--- DIRECTIONS ---
Print exactly those lines that run from the beginning of the data to the line bearing "Target: knife blade", inclusive.

[Items from a dataset]
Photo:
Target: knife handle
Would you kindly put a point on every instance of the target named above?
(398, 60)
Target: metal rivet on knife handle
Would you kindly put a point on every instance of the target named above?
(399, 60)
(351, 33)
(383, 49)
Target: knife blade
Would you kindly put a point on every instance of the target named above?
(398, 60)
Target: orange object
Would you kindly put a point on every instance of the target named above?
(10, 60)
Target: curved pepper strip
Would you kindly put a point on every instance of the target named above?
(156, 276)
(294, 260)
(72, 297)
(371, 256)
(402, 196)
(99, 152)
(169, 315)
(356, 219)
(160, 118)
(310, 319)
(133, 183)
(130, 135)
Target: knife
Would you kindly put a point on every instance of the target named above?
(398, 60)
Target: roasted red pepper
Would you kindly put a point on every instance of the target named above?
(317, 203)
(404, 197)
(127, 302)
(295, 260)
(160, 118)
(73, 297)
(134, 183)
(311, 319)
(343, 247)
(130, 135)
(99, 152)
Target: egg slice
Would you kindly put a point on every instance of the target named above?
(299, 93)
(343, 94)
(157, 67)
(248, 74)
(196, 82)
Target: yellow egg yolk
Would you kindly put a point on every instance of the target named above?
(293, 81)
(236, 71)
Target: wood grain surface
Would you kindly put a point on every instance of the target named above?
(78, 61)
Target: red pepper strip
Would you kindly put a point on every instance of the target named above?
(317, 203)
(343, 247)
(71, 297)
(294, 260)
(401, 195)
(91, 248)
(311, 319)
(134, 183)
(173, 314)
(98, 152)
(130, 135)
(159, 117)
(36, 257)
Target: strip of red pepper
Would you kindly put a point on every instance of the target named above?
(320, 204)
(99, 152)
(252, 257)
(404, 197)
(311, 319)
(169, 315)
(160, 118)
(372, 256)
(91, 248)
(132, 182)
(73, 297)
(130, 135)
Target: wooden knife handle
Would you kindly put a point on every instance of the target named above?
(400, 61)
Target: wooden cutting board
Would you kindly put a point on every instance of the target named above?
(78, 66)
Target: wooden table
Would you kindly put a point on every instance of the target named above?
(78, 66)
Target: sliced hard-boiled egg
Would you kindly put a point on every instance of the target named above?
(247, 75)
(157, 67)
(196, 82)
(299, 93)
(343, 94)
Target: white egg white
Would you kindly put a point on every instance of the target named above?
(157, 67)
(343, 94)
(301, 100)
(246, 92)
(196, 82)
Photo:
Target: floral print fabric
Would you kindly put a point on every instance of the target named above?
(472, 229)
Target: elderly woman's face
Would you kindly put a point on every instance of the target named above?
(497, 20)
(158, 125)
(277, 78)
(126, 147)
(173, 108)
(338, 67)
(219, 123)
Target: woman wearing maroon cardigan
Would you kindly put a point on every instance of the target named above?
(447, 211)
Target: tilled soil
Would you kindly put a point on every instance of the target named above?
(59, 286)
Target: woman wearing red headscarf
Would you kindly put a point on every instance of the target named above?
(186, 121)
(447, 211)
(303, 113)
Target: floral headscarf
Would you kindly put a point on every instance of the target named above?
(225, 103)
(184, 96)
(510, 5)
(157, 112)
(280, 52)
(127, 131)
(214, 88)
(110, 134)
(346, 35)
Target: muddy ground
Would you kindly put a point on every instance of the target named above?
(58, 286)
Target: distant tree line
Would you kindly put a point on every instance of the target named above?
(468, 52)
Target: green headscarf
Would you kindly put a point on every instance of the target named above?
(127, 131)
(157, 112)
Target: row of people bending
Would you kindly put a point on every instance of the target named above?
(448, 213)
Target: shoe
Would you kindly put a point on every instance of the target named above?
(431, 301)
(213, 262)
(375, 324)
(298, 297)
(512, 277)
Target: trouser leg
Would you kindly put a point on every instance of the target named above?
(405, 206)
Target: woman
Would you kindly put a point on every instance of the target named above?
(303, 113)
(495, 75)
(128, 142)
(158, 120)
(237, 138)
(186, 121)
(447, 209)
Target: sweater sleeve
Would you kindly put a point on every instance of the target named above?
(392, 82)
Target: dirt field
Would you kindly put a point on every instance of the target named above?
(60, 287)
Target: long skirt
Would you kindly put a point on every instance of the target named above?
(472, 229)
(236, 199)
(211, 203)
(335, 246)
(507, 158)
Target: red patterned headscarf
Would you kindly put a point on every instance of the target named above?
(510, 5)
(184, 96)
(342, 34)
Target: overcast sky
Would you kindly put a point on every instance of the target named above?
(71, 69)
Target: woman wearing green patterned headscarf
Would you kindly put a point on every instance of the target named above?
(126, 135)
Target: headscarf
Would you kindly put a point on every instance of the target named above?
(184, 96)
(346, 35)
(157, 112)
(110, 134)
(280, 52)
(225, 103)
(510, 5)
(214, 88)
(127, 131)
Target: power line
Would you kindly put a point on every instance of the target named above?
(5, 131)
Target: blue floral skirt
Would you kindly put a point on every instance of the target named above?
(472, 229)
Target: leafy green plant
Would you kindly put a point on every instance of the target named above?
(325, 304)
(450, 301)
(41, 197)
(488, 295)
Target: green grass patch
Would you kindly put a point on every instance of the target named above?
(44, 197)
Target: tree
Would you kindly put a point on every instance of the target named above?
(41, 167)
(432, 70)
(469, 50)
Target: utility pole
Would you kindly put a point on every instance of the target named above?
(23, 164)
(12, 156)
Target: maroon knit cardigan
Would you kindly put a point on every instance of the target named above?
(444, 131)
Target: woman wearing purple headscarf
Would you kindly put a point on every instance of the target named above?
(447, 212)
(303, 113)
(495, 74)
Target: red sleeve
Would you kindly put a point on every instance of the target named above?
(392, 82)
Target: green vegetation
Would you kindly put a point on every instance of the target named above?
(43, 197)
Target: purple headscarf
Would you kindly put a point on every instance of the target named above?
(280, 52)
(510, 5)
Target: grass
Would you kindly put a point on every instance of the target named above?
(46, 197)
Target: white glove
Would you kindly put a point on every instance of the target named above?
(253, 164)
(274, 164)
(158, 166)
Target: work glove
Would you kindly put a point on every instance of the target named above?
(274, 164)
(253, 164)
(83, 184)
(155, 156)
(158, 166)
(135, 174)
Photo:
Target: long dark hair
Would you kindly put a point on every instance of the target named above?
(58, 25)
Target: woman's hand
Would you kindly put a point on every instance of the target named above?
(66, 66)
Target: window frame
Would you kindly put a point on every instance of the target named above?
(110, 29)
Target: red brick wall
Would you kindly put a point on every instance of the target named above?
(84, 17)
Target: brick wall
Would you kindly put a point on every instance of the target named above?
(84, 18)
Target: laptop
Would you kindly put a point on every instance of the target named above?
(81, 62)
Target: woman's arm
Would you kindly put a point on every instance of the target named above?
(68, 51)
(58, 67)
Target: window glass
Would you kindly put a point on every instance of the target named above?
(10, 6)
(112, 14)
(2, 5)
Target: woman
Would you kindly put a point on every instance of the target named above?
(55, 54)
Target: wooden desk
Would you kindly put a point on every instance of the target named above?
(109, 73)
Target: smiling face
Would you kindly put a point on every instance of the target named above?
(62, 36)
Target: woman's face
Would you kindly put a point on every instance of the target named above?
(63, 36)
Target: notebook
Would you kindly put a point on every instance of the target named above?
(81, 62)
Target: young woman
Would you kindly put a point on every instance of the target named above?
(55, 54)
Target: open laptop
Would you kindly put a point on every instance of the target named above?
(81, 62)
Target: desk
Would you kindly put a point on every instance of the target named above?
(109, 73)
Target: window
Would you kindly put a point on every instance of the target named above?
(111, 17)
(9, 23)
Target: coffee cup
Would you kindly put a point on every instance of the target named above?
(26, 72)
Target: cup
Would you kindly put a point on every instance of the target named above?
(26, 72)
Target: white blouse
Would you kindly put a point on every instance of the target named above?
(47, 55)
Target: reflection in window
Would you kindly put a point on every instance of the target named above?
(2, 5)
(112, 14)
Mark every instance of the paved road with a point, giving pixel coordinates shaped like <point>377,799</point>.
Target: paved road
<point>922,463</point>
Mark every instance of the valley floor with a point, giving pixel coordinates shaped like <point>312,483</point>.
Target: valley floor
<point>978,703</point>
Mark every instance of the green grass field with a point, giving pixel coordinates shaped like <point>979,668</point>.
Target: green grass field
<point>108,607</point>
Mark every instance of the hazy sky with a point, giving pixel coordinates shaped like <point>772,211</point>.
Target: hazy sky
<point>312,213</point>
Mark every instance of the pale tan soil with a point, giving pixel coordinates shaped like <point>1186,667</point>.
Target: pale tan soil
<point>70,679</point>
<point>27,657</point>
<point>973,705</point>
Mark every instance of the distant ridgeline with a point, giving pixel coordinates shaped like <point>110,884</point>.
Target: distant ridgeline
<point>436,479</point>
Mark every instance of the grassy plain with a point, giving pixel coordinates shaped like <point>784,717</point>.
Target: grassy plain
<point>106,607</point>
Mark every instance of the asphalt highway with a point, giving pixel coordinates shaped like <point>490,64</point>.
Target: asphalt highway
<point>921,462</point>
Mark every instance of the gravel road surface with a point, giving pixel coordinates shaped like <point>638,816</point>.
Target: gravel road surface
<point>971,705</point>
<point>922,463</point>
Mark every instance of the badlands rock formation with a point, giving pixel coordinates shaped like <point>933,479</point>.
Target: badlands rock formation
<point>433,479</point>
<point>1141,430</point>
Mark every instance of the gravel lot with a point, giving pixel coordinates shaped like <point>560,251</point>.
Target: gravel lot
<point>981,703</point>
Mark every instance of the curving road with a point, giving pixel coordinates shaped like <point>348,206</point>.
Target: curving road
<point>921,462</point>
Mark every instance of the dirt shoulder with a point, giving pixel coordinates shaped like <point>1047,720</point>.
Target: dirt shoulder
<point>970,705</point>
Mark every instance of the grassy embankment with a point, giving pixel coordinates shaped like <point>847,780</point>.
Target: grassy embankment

--- REPLY ---
Photo:
Target: knife handle
Would you kindly put a point on every instance of the target named above?
(398, 60)
Target: metal rivet on knife handle
Would you kindly put a point on every instance of the target named above?
(399, 60)
(351, 33)
(383, 49)
Target: knife blade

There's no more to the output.